> Objective: Please answer from the passage on Roma in Spanish theatre: in which century did flamenco make its definitive emergence?

--- Start Passage shown ---

It is significant that the first contemporary vestiges of open denunciation of antigypsyism produced in the Spanish state arose from the theatrical universe and they did so, moreover, wrapped in the complex socio-cultural and political dress of flamenco art. Contrary to conventional belief, Roma have had a frequent and continuous presence in the Spanish theatre.
Likewise, flamenco, since its definitive emergence during the nineteenth century, was to form an essential part of the identity conflicts and distortions through which Gitanos would be shown and through which Gitanos would, to a large extent, be interpreting themselves.
We are talking here of works with an eminent social spirit that respond to a Romani historical need, deploying the real memory of an unjustly oppressed people.

--- End Passage shown ---
--- Start Items ---

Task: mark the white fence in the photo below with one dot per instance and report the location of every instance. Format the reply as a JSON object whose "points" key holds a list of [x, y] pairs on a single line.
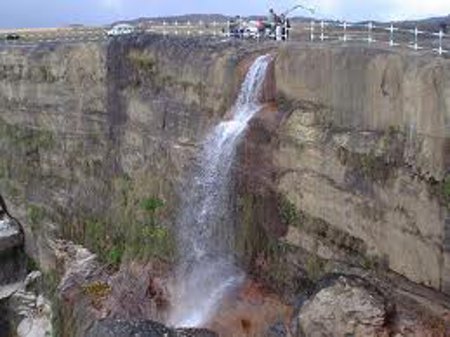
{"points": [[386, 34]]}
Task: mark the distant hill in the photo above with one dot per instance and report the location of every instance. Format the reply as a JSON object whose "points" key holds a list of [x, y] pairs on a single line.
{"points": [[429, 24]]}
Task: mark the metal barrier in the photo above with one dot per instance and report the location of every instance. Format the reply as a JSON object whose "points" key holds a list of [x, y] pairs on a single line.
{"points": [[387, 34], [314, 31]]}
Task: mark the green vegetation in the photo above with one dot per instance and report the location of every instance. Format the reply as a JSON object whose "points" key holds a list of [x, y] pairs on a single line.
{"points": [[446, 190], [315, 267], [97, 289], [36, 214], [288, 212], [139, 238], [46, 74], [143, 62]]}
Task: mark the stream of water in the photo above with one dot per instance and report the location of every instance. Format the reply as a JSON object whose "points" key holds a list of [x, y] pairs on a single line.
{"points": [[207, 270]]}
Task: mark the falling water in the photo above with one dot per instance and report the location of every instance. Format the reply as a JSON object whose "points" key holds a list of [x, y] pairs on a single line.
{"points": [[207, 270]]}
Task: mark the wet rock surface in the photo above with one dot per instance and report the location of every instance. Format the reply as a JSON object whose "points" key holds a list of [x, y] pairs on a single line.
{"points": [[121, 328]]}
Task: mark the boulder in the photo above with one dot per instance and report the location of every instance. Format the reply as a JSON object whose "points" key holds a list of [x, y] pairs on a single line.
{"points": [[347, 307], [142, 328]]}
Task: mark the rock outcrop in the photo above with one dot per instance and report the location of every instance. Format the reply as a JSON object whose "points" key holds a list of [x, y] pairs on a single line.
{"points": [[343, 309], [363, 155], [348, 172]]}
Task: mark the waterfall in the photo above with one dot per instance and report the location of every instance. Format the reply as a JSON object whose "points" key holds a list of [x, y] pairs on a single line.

--- End Items ---

> Task response: The nineteenth century.